-- BEGIN Records for processing --

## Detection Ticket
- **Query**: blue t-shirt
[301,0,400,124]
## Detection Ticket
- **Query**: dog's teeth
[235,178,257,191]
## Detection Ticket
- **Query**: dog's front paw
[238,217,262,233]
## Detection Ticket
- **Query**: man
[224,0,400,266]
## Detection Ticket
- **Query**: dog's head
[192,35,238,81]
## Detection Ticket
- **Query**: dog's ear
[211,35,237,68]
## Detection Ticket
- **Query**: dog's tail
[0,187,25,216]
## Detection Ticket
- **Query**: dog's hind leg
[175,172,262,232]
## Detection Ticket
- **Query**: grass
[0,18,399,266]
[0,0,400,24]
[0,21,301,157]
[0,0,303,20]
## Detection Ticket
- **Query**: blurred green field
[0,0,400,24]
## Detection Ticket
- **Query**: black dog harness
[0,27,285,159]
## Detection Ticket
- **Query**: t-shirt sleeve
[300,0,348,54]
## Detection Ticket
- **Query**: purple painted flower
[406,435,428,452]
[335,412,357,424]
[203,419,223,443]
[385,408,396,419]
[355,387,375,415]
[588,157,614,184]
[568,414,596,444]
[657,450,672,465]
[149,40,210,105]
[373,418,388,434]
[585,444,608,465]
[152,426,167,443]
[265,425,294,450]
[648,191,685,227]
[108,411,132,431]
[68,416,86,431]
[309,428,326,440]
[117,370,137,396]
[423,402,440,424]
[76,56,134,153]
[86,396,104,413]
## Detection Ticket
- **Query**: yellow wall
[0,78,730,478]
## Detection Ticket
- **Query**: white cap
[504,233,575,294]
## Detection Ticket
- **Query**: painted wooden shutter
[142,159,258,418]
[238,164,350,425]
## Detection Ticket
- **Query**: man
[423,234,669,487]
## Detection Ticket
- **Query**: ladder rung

-- END Records for processing --

Add -139 to every bounding-box coordinate in the material, starting at the beginning and going on through the line containing "[192,35,238,81]", and write out all of those lines again, each of the other lines kept as it stands.

## Detection Ticket
- **Query**: blue t-shirt
[162,-139,261,-15]
## Detection Ticket
- **Query**: dog's teeth
[96,39,118,52]
## Detection Ticket
- **Query**: dog's front paw
[99,78,123,94]
## Detection Ticket
- **Query**: man
[85,-139,261,127]
## Detection Ticket
- **Query**: dog's head
[53,-104,99,-58]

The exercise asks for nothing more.